- **EXTRACT PROVIDED**:
.....

Chapter 11 : Island Paradise and Mass Tragedy
Bread upon the Waters
Island Paradise and Mass Tragedy
IN MAYAGUEZ WE LEARNED that some manufacturers already had discharged workers in sizable numbers. These employes had been working for a pittance, and the employers, not wanting to pay the increased wage provided under the Code minima, had begun laying them off. The rest of the force refused to start that morning until the dismissed workers had been reinstated. In certain other factories, ironers were asked how many handkerchiefs they could iron in a day. When they replied: "Five dozen," they were advised to double their output.
The NRA officials there obviously hadn't the slightest idea how to go about correcting the glaring injustices to labor on every hand, nor did they appear really interested in labor problems. They were governmental office-holders, who had been in a rut so long that watching them at work was like seeing a slow-motion picture on a movie screen. I asked the NRA enforcement officer in Mayaguez what he intended doing about the workers' immediate grievances. He admitted he could do nothing.
I told him we knew exactly what was going to happen in Puerto Rico, as we had been through it in the States. Employers would ignore the NRA and violate the Code at every turn. We would use our own methods when we saw fit to take action; in the long run the NRA administration would realize that without the co-operation of organized labor it would never be able to enforce the Code.
Then we insisted that the NRA representative go with us to put pressure on one manufacturer who had locked out his workers. Not expecting any such drastic action on the first day, the employer was flustered. It was all a mistake, he asserted; his employes would return to their jobs next morning. I took down his statement verbatim and said I would report it to the workers, and if they decided to return, I also would be there.
When we appeared at that factory early in the morning, the employes were congregated outside the gate. The employer had refused to let them enter. A delegation including spokesmen for the local Labor Department offices, Teresa Anglero, a committee chosen the night before, and myself, went in to speak to the "patron."
The employer, embarrassed, had difficulty explaining, but finally gave the excuse that there was not enough work for the whole crew of 48 pressers. "I will let ten of them work today, and later I will see."
But none of the pressers would go in to work unless all 48 were given an equal share, even if it came to only a half hour. After much debate, it was agreed that all would be reemployed on Monday.
The pressers were boys in their teens, yet most of them were toothless Lacking income enough to buy a minimum of nourishing foods, their bodies were breaking down before they had fully matured.
We had to speed back to San Juan, where the Central Labor Union had announced a reception for us that evening. Torrential rains overtook us twice. We were in a touring car open at the sides and got drenched. But one had to get used to sudden rains in Puerto Rico. I soon learned to carry both an umbrella and a fan with me.

.....

- **DATA ENTRIES**:
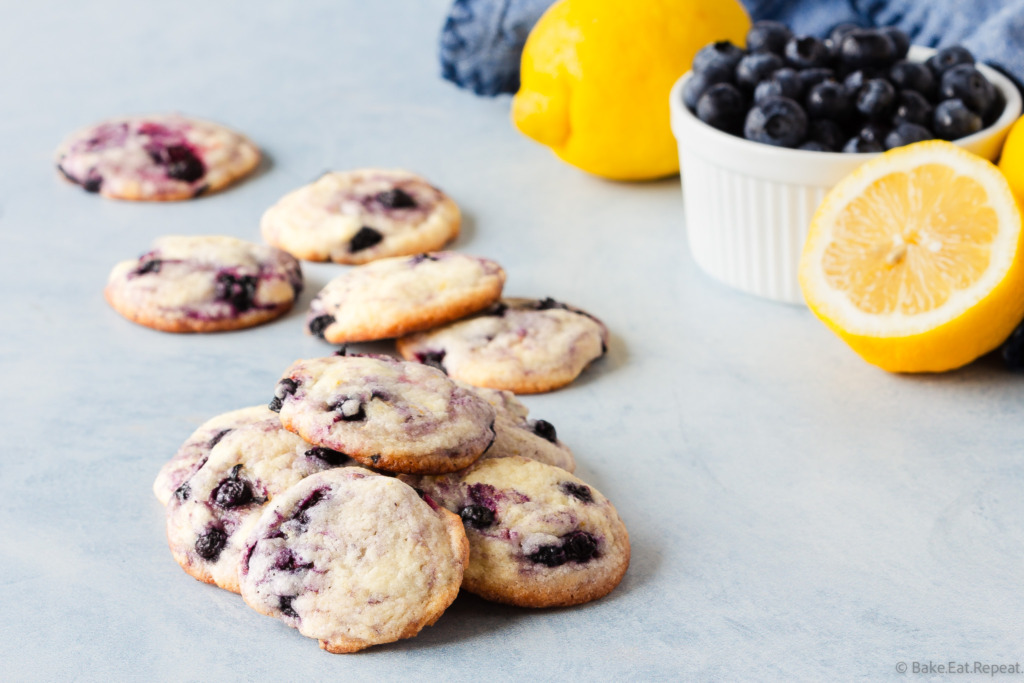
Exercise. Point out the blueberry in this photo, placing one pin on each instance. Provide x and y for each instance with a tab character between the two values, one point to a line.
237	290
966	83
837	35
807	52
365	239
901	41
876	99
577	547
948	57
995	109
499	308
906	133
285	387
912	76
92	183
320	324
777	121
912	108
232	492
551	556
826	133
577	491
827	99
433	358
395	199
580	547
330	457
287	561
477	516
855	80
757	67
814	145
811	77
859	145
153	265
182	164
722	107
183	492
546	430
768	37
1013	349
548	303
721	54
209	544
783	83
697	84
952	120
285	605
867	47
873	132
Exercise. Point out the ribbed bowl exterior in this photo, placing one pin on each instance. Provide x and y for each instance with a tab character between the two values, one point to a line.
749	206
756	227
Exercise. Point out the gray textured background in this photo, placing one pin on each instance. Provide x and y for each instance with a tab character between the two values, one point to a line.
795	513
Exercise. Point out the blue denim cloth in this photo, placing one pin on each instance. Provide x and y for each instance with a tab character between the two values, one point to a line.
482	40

.....

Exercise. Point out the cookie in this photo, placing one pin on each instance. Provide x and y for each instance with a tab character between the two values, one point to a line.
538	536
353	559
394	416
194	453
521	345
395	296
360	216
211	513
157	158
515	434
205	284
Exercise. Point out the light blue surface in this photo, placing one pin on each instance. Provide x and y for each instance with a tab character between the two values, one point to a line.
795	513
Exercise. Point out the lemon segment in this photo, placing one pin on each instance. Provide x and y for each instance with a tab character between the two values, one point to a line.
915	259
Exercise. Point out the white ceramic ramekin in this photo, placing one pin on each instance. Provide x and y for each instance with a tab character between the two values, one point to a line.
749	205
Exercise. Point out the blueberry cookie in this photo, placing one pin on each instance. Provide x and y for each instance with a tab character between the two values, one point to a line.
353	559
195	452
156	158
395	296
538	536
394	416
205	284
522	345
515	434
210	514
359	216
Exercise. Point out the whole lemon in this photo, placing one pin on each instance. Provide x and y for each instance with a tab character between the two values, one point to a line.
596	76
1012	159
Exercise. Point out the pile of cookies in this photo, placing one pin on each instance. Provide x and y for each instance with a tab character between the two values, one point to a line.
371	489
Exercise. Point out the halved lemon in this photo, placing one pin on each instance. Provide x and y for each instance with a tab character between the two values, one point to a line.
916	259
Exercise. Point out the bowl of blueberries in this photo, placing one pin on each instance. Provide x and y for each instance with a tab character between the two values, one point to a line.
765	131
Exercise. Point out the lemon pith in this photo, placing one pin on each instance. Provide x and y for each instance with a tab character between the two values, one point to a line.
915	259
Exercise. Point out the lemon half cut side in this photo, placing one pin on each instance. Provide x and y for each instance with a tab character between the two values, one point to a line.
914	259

.....

Continue the account of labor organizing in Puerto Rico, picking up right after its last sentence.

Bathed and in fresh clothes, I reached the meeting on schedule. Several hundred union members attended, mostly girls and women under 35. There were stirring speeches of welcome, delivered by Sandalio Alonzo and Francisco Paz Granella, officers of the CLU, and the gathering displayed a fine spirit.
Not until I got home that night did I realize how great a toll of my energy the week had taken. On Saturday morning I was so exhausted I could scarcely get out of bed. But Teresa Anglero called at 10, and I managed to rouse up, and we went down to the union hall. Then, with a committee of 20, we proceeded to several factories to settle prices. Some of the employers tried to browbeat us, but we stopped that by taking a firm stand.
The following Monday morning I went with a delegation to the pier to welcome Santiago Iglesias, the Eugene Debs of the island, then Resident Commissioner for Puerto Rico in Washington. His homecomings were virtually a legal holiday for the San Juan work. ers. As he walked down the gang-plank, the waiting throng acclaimed him ecstatically, with great cheering and music. A procession followed the distinguished visitor to his home.
As Resident Commissioner, Iglesias had the standing of a United States Senator, without a vote. Portly, clad in white linens, and then in his sixties, his bronzed face, white hair, and drooping mustache gave him the appearance of a Spanish Don. He had come from Spain as a young man, worked as a cabinet maker, and became active in the labor movement. When the United States occupied Puerto Rico, he was one of the island's men of influence who welcomed the triumph of democracy over autocracy. All his life he hoped to see Puerto Rico admitted into the Union as a state.
Founder and editor of three labor papers, the first in 1898, he also served as general organizer for the A F of L in Puerto Rico and at another time as secretary of the Pan-American Federation of Labor. For many years he was a close friend of Samuel Gompers and Morris Hillquit, the Socialist leader, who was attorney for the ILGWU. From 1917 to 1933 Iglesias was a member of the insular Senate, and spokesman there for the common people of the island, who idolized him.
Several days later, he invited me to call at his home. There I talked with him at some length, and met his wife and some of his nine children.*
There was no question of his sympathetic interest when I told him what we had been doing and of the grim things I had observed in my contacts with the workers. I quoted him that line about "no labor agitators in Puerto Rico" in the Department of Agriculture and Commerce booklet.
"It would be good," he remarked, "if you were to be deported for your activities here. Very good for the cause of labor organization."
I asked him what solution he had for the island's economic problem.
"Curtail the birth rate," he answered. "Educate our people, and help them raise their standard of living."
Elected Resident Commissioner to the United States in 1932, Iglesias continued in that capacity until his death in 1939. When he died of malaria contracted while on a tour of Mexico, Puerto Rico lost one of its most valuable citizens.
On my first trip to Mayaguez, I was compelled to wait in the boarding-house veranda for two hours before the committee from the union arrived with the Federacion car. After that experience with the slow Puerto Rican tempo, I worked out my own technique. Henceforth I had the driver call for me first; then we made the rounds and picked up the others. Nevertheless, there were delays.
Heading for the west end of the island next time, we stopped in Bayamon and trustfully entered a Quick Lunch restaurant. The girls began ordering, but most of the things they chose from the menu were not available. What they finally got, starting with dessert and ending with canned bean soup, occupied them for an hour and a half. Meanwhile I dipped into my own lunch box, which my landlady had packed for me, eating leisurely and skimming a newspaper.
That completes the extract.